## SET EXERCISE
Format the lines below, starting with the line containing "Report the location of each instance of the washing" and continuing through the line containing "x=145, y=291", as a Markdown table with the columns "No." and "Line", skipping any blank lines.

(Photo-based point labeling data)

====

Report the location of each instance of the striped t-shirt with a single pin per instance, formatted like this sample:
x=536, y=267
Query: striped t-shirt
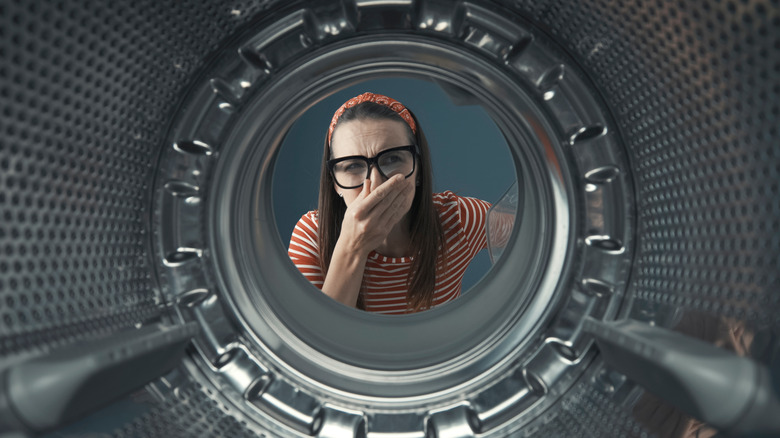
x=385, y=278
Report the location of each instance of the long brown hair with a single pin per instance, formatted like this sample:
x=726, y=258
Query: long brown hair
x=425, y=229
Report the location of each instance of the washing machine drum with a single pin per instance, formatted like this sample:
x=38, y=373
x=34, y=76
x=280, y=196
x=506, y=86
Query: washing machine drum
x=145, y=291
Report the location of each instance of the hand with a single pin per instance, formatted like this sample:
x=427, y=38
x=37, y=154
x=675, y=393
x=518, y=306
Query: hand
x=373, y=214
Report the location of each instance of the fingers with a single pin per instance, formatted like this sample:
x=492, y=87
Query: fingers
x=377, y=193
x=399, y=206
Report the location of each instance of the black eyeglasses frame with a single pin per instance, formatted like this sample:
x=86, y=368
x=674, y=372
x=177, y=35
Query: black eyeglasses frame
x=374, y=161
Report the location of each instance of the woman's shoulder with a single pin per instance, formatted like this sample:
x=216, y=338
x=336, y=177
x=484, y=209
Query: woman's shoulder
x=311, y=217
x=448, y=198
x=444, y=198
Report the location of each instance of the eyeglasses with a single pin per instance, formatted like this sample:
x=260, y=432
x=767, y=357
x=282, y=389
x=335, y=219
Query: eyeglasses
x=350, y=172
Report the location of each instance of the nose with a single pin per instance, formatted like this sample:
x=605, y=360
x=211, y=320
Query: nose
x=375, y=175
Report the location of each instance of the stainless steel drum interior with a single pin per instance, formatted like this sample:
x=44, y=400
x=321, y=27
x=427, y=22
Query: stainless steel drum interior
x=144, y=289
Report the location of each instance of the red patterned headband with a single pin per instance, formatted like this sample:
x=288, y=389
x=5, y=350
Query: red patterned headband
x=391, y=103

====

## RESPONSE BELOW
| No. | Line |
|---|---|
| 1 | Report the location of each instance of the washing machine drum with a single pin per instance, formatted like this sample: |
| 2 | x=38, y=373 |
| 3 | x=34, y=76 |
| 4 | x=280, y=196 |
| 5 | x=506, y=86 |
| 6 | Query: washing machine drum |
| 7 | x=145, y=291 |